**Document text**
The early application of sequence polymorph markers in the forensic field is based on reverse dot-blot hybridization and allele-specific oligonucleotide (ASO) probes [135]. However, there are countries where the use of information of the coding DNA sequences for forensic purposes are restricted in some jurisdictions, which has limited the widespread use of sequence polymorphic markers in the forensic field. Additionally, the multi-allelic polymorphic STR markers have a higher number of possible alleles and a higher discrimination power than that of the early developed sequence polymorph systems such as Polymarker or HLA DQ alpha testing kits [136, 137, 138]. In spite of the validation and popularity of these types of polymorphic markers, they have already been phased out of forensic practice.

However, alternative sequence variability and biallelic markers—also referred to as single nucleotide substitution or polymorphisms (SNP)—are the most abundant polymorphism at the genome level, and they provide potent applications in forensic identification [139]. The biallelic polymorphisms have a lower mutation rate than the STRs [140, 141], and can be preferable in case of degraded samples. In spite of the lower discrimination power of a single biallelic marker when compared to a single STR locus, the increased number of simultaneously analyzed SNP loci can be effective for various uses in the forensic genetic field, which in light of advances in massive parallel sequencing can be especially progressive [109, 142, 143, 144]. Brief history of uniparental lineage markers

The Y-chromosome and mitochondrial DNA (mtDNA)—also referred as uniparental/lineage markers—are both haploid entities and, as such, are transmitted from generation to generation without recombination. Consequently, the variability of these markers depends on mutation events [145, 146]. The early implementation of these markers into forensic practice is based on several approaches and is becoming ubiquitous in forensic genetics [147, 148]. Although forensic application of these markers is accompanied by both advantages as well as limitations, their usage does, however, overcome two major challenges commonly encountered by the forensic scientist. In particular, for Y-chromosome specific markers, an increase in the otherwise-limited success of PCR obtained from male/female mixtures and, for mtDNA, obtaining genetic information from samples that are degraded, or nuclear DNA (nuDNA) free.

**What to do**
Answer these questions from the text on forensic DNA markers:
1. Which early sequence polymorph testing kits does it name?
2. How does the mutation rate of biallelic polymorphisms compare with that of STRs?
3. From what kinds of samples does mtDNA make it possible to get genetic information?
The lines that follow aren't needed for anything here.

Saved data lines:

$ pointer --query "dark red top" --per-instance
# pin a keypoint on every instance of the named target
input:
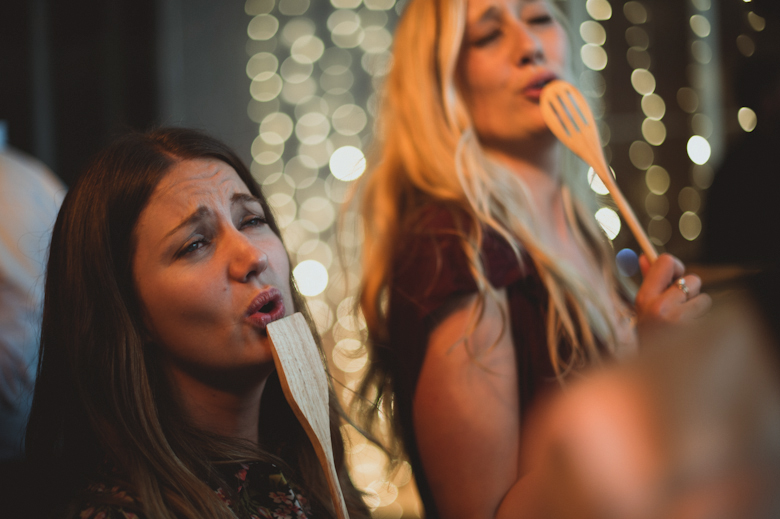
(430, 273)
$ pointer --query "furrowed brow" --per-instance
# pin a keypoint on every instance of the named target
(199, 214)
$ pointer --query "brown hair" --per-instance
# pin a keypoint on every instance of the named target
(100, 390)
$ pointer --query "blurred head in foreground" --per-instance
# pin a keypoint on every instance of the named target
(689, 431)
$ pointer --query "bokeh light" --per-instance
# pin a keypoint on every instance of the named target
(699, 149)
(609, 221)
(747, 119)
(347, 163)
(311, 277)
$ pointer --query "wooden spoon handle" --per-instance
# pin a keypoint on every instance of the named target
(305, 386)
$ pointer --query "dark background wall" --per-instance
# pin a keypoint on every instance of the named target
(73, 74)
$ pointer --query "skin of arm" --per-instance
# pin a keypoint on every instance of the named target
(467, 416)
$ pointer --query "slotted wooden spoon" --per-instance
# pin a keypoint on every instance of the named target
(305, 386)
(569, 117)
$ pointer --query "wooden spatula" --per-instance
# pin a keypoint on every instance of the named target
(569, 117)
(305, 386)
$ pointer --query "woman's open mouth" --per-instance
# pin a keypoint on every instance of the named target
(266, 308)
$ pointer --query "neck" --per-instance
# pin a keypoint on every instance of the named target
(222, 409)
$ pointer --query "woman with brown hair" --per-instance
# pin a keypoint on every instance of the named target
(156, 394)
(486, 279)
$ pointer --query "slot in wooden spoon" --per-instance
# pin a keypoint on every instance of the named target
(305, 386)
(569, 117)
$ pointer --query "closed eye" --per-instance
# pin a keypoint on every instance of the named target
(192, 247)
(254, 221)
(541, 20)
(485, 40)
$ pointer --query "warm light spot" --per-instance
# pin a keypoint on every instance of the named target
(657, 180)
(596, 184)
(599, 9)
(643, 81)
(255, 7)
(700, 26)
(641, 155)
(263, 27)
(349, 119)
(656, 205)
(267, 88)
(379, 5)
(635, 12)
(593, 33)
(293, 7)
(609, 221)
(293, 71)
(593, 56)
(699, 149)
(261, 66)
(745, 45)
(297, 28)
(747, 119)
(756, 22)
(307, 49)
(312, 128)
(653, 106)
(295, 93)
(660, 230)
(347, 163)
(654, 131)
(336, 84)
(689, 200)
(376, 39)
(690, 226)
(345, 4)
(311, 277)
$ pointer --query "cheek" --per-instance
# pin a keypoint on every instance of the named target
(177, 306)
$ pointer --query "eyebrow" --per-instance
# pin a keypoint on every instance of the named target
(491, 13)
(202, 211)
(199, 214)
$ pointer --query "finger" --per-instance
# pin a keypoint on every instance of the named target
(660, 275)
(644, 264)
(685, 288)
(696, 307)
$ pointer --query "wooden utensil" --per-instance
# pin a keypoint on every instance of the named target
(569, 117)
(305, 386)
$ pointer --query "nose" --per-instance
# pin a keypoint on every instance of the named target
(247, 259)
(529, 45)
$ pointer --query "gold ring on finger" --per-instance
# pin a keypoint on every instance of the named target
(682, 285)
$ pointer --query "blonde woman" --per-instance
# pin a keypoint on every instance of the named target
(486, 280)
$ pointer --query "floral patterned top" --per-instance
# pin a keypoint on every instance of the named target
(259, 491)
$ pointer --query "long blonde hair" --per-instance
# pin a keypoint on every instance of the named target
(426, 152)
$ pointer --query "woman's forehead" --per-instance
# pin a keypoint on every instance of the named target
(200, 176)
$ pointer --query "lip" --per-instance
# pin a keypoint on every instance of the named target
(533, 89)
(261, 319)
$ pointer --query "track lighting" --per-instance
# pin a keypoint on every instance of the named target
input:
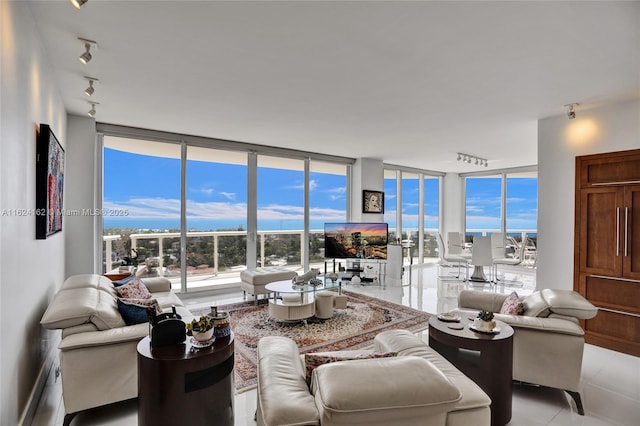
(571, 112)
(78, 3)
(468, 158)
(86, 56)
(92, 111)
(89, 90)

**Your solution**
1. Polymarker and HLA DQ alpha testing kits.
2. It is lower.
3. Samples that are degraded or free of nuclear DNA (nuDNA).